◆ Request: Locate each line in the records below that contains the string "sign" and copy those lines. Treat uppercase and lowercase letters as distinct.

◆ Data to use:
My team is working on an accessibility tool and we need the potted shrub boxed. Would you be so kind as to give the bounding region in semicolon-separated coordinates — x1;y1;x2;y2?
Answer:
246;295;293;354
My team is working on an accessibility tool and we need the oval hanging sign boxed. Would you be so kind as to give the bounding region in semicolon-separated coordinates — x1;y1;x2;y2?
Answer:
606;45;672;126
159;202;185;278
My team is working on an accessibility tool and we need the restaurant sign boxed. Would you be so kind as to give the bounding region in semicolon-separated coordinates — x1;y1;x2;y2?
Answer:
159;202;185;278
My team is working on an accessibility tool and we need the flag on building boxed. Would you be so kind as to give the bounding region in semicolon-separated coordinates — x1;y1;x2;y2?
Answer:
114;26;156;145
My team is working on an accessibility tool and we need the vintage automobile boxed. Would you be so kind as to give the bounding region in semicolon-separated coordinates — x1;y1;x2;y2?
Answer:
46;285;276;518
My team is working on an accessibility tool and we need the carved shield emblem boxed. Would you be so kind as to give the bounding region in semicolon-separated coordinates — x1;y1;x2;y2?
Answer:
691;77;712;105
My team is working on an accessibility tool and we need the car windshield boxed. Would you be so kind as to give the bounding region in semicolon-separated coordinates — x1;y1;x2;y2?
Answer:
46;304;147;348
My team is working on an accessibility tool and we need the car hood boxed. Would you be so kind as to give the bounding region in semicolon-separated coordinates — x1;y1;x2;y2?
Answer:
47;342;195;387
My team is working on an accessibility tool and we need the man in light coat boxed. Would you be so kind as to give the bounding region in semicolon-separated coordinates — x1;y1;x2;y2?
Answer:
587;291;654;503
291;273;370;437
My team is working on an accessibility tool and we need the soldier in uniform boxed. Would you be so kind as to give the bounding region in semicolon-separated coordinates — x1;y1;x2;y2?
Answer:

◆ The completed task:
My team is working on an accessibility tool and we need the oval hanging sign boxed. Would you be so kind as to give the bounding region in semicolon-separated coordinates — x1;y1;x2;y2?
My team is working on an accessibility tool and we need the restaurant sign boxed. Would you be so kind as to give the bounding region in semicolon-separated coordinates — x1;y1;x2;y2?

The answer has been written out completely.